>> START Dataset

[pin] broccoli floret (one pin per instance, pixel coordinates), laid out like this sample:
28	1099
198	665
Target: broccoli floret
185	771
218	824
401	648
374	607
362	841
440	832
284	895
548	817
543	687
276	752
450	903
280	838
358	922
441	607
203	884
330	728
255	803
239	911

>> END Dataset

Stated exercise: Rewrite the rows above as a JSON list of strings with one string per line and no blank lines.

Solution for this problem:
[
  "[pin] broccoli floret (one pin per instance, pixel coordinates), laid out like this sample:",
  "28\t1099",
  "198\t665",
  "Target: broccoli floret",
  "185\t771",
  "218\t824",
  "401\t648",
  "374\t607",
  "362\t841",
  "440\t832",
  "284\t895",
  "548\t817",
  "543\t687",
  "276\t752",
  "450\t903",
  "280\t838",
  "358\t922",
  "441\t607",
  "203\t884",
  "330\t728",
  "255\t803",
  "239\t911"
]